Samsung, SK Hynix, and Micron All Hit $1 Trillion as DRAM Nears $100B

Key Takeaways

- All three major memory makers hit $1 trillion market caps in May 2026
- Global DRAM revenue reached $97 billion in Q1 2026, up 260% year-over-year
- China's CXMT grew from 3% to 8% market share in 2025
The memory industry just had its biggest month in history. Samsung hit a $1 trillion market cap on May 6. Micron followed on May 26. SK Hynix joined them a day later. For the first time, all three major DRAM manufacturers sit in the trillion-dollar club simultaneously.
Global DRAM revenue reached $97 billion in Q1 2026, according to Counterpoint Research. That is a 260% increase from the same quarter last year. The industry is now within striking distance of $100 billion in quarterly revenue, a figure that seemed unlikely just two years ago.
AI Is Eating the Memory Market
The numbers tell a simple story: AI data centers need memory, and they need it now. High Bandwidth Memory (HBM), the specialized chips required for training large language models, has become the single most valuable product in the semiconductor industry. Demand far exceeds supply.
“The surge in HBM demand for AI infrastructure is transforming memory from a commodity cycle into a structural necessity.”
— Senior Analyst, Counterpoint Research
This shift explains why memory makers are posting record profits while consumer RAM prices stay elevated. The same companies that sell DDR5 modules to PC builders also supply HBM to Nvidia and AMD. When enterprise customers pay premium prices for AI memory, consumer products get deprioritized.
Market Share Shifts Among the Big Three
Samsung has extended its lead. The company held 36% of the DRAM market in Q4 2025. It now commands 38%. SK Hynix dropped from 32% to 29% during the same period. Micron held steady at 22%.
The surprise player is CXMT, a Chinese memory manufacturer. The company's market share jumped from 3% at the start of 2025 to 8% now. That is a 700% year-over-year growth rate. CXMT memory has reportedly appeared in Corsair DDR5 modules sold in China, signaling its move into mainstream markets.
Whether Chinese memory will offer Western consumers a cheaper alternative remains unclear. Early market research suggests prices will stay comparable to established brands, at least in the near term.

# # # # #

WRITTEN INSTRUCTION 1
Copy the DRAM market article word for word from "Market Share Shifts" to "into mainstream markets.".
WRITTEN INSTRUCTION 2
In the DRAM market article, on what date did Micron reach a $1 trillion market cap?
WRITTEN INSTRUCTION 3
Write the next part of the article on the memory makers' trillion-dollar valuations, starting after its final sentence.
The data that comes after this point isn't needed.

SUPPLIED MATERIAL
# # # # #

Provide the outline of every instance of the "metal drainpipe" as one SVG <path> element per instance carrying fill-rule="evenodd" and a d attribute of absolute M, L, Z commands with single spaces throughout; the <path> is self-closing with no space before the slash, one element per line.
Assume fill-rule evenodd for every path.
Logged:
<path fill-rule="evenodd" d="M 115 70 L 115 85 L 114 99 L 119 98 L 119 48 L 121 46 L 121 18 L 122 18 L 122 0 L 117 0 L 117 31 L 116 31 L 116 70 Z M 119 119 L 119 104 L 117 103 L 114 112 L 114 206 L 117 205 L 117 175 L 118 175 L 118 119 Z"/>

# # # # #

WRITTEN REPLY 1
Market Share Shifts Among the Big Three
Samsung has extended its lead. The company held 36% of the DRAM market in Q4 2025. It now commands 38%. SK Hynix dropped from 32% to 29% during the same period. Micron held steady at 22%.
The surprise player is CXMT, a Chinese memory manufacturer. The company's market share jumped from 3% at the start of 2025 to 8% now. That is a 700% year-over-year growth rate. CXMT memory has reportedly appeared in Corsair DDR5 modules sold in China, signaling its move into mainstream markets.

WRITTEN REPLY 2
May 26.

WRITTEN REPLY 3
Another 50% Price Increase Expected
Memory prices are not coming down soon. Industry analysts expect another 50% price increase in the coming quarter. For Samsung, SK Hynix, and Micron, this means continued revenue growth. For PC builders and gamers, it means continued pain at checkout.
“We are witnessing the most significant valuation expansion in semiconductor history, fueled almost entirely by the insatiable appetite of AI data centers.”
— Tech Market Strategist
The irony is stark. Memory manufacturers post record profits and trillion-dollar valuations while their end consumers pay shortage-level prices for products that, from a manufacturing standpoint, are not in shortage. The supply exists. It is just going somewhere else.
Risks on the Horizon
The boom is not guaranteed to last. Samsung recently avoided a planned factory strike, but industrial action remains a threat across the semiconductor industry, including at TSMC. Geopolitical tensions continue to affect materials and supply chains. And the AI investment cycle that created this demand could cool if the much-discussed AI bubble eventually deflates.
For now, though, the trajectory points upward. The memory industry has transformed from a cyclical commodity business into something closer to essential infrastructure. As long as AI training and inference require exponentially more memory, the Big Three will keep posting numbers that make their shareholders very happy.
Component costs affecting consumer electronics pricing
Logicity's Take
Frequently Asked Questions
Why are RAM prices still high if there is no shortage?
Memory manufacturers are prioritizing high-margin AI and enterprise products over consumer RAM. The supply exists but gets allocated to more profitable customers.
What is HBM and why does it matter?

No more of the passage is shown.